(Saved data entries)

◆ ◆ ◆ ◆ ◆ ◆ ◆

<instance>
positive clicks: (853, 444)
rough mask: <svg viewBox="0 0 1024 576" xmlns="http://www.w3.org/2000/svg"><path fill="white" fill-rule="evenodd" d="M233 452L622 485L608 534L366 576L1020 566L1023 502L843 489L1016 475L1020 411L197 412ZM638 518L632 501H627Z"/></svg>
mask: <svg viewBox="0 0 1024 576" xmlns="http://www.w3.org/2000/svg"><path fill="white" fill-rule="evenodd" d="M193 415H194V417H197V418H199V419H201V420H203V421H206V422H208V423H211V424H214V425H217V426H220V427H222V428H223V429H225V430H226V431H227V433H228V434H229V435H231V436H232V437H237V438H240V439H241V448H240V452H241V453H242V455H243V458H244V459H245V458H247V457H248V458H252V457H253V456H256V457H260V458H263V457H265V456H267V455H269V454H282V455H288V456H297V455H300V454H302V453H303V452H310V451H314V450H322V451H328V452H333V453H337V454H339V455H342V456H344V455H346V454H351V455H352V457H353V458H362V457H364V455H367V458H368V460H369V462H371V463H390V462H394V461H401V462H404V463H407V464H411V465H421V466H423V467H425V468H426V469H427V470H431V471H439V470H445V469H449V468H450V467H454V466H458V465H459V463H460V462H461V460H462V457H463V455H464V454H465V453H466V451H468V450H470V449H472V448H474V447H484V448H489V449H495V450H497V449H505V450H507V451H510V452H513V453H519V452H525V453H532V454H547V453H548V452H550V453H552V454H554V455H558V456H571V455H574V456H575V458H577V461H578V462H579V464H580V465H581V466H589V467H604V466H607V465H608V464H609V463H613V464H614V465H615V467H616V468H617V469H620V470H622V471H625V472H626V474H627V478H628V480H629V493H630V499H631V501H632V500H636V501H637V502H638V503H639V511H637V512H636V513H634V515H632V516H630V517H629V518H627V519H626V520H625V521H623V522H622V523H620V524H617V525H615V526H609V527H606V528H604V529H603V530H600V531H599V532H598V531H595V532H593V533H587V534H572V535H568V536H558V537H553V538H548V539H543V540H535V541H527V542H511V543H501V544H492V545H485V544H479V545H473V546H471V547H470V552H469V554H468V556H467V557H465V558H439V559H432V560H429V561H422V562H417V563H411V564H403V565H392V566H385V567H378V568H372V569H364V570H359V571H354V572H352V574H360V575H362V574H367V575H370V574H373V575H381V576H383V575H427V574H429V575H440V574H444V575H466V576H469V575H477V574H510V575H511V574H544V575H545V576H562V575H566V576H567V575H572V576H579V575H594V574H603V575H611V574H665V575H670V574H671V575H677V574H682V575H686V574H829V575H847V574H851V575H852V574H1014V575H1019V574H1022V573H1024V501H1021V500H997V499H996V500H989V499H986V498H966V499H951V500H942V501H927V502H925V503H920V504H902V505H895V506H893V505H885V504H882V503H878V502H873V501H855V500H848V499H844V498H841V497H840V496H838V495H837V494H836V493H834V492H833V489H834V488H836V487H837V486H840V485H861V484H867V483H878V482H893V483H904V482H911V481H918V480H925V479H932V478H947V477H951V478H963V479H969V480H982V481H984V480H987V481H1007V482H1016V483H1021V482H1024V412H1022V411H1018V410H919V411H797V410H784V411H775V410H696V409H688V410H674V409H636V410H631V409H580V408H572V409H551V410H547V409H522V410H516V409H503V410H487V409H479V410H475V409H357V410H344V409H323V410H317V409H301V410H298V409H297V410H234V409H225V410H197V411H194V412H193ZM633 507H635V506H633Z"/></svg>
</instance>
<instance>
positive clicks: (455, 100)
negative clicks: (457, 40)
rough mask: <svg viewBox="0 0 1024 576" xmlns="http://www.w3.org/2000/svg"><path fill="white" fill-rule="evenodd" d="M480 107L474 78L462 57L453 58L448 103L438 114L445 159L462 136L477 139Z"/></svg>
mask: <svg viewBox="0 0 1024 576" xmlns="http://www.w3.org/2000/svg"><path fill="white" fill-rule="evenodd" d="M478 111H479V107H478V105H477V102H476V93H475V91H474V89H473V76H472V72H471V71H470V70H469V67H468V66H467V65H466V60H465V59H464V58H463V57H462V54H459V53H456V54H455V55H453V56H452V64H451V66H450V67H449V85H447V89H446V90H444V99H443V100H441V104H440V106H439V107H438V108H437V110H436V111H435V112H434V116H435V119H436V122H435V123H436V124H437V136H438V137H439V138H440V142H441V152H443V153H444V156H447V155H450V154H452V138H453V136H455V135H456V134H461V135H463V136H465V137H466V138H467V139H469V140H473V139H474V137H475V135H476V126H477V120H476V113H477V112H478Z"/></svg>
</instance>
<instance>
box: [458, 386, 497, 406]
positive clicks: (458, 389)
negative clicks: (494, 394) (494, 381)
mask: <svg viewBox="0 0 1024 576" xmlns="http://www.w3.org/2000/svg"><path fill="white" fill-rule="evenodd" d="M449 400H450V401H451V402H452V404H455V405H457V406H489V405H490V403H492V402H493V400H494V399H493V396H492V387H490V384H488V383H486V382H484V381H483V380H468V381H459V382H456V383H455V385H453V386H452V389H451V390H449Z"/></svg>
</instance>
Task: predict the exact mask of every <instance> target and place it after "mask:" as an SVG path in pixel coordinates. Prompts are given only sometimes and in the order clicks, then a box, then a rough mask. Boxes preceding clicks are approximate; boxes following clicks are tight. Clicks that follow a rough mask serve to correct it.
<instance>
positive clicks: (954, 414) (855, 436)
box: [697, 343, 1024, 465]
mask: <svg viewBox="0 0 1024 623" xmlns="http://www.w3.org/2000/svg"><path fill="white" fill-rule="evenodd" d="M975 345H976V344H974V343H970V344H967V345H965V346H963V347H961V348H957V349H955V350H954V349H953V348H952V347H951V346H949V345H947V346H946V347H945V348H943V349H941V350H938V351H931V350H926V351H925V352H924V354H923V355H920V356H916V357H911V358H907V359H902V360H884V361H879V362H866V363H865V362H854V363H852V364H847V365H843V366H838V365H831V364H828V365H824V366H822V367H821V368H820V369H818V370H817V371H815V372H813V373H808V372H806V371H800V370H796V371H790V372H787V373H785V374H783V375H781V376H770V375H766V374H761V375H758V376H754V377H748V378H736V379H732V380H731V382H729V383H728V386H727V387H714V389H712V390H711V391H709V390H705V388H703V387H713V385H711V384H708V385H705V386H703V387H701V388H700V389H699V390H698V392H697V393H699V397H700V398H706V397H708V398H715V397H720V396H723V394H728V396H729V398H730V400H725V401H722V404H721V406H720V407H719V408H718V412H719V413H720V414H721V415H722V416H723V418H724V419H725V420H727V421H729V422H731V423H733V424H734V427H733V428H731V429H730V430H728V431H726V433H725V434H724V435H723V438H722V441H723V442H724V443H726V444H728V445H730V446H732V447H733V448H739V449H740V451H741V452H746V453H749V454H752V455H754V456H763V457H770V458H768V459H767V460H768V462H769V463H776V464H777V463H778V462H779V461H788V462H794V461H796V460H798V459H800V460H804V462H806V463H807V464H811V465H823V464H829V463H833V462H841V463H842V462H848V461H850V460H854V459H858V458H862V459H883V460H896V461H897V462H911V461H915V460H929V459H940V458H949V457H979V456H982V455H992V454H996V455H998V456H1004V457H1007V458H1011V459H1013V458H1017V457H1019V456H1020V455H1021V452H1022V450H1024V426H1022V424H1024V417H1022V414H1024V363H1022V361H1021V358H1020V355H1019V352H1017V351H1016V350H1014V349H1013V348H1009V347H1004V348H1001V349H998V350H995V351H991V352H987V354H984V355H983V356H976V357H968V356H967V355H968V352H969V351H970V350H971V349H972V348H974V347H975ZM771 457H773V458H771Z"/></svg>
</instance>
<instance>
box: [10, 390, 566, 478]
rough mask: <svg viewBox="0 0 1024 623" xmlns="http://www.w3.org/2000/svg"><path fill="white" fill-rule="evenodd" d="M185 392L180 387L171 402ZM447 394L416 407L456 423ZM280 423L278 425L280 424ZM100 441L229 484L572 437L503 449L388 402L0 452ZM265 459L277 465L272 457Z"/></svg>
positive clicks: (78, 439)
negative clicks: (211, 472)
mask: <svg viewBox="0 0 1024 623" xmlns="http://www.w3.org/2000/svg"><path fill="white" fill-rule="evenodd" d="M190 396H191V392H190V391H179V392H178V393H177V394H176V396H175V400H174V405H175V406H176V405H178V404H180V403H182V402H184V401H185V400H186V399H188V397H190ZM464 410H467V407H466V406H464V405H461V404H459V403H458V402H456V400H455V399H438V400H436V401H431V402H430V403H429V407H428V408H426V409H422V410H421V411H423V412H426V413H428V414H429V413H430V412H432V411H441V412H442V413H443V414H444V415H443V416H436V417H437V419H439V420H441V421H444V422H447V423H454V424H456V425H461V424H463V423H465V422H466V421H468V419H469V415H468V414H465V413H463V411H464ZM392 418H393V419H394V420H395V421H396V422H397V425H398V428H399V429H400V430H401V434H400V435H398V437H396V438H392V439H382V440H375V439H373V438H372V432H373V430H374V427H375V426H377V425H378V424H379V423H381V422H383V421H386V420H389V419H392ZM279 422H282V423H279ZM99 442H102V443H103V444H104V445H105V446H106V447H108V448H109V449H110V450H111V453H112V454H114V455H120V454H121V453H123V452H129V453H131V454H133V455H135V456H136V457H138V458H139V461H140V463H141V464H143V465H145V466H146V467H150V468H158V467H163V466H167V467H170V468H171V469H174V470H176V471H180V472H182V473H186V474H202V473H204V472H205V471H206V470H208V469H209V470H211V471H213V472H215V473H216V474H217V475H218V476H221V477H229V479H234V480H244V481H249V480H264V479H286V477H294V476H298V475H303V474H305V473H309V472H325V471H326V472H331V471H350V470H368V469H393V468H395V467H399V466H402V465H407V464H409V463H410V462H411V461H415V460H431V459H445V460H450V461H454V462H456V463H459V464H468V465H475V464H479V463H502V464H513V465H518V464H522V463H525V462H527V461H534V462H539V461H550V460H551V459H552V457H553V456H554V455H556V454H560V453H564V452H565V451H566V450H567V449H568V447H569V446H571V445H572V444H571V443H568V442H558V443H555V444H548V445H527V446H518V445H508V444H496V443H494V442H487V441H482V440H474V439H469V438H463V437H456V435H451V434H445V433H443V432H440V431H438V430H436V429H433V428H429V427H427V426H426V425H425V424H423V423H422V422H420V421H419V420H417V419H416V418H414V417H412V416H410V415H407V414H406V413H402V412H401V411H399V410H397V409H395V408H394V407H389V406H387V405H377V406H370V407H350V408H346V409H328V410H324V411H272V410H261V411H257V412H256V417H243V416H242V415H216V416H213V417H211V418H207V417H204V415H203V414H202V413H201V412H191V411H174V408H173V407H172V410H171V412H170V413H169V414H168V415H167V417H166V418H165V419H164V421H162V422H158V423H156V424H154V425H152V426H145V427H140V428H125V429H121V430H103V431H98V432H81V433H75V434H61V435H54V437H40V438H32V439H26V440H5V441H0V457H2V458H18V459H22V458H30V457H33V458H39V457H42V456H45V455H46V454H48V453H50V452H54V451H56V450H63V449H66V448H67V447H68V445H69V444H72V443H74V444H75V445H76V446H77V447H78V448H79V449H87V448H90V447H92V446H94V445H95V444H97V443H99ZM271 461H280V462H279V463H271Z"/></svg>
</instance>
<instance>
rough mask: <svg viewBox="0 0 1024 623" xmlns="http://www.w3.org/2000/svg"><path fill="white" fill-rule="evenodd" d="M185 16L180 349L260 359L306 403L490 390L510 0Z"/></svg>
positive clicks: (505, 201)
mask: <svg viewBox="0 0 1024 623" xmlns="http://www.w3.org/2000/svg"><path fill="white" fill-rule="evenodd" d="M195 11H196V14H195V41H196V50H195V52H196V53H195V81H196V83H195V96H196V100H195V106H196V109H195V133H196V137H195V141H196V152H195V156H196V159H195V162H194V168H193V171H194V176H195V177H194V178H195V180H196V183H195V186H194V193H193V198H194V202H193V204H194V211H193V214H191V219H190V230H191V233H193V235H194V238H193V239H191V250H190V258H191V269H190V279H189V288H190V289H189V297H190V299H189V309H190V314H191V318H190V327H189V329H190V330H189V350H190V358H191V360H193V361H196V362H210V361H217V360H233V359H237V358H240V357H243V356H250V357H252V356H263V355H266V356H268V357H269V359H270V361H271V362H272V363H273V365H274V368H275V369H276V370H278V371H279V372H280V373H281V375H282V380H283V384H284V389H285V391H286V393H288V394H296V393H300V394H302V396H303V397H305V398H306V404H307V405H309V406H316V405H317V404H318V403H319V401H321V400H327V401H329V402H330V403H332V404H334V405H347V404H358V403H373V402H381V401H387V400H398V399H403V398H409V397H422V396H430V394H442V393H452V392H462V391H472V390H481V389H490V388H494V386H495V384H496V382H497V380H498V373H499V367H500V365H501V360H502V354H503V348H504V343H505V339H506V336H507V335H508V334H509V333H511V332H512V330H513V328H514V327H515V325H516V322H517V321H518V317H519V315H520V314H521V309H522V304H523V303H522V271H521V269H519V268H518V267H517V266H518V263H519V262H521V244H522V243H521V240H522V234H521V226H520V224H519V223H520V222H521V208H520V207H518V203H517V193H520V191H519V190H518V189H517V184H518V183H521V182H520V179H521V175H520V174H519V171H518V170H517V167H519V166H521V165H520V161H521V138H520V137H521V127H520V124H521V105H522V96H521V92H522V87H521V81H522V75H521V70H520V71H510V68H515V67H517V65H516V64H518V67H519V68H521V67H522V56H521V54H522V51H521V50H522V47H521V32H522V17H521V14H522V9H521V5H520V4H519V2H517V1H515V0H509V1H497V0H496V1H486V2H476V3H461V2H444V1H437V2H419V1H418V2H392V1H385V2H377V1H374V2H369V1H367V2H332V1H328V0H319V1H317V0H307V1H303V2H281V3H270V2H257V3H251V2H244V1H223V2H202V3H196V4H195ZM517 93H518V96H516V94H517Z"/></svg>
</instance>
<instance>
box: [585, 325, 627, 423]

◆ ◆ ◆ ◆ ◆ ◆ ◆

How many lines in the rows above contain the string "positive"? Case counts. Reply with the number only.

(Output of the task)
6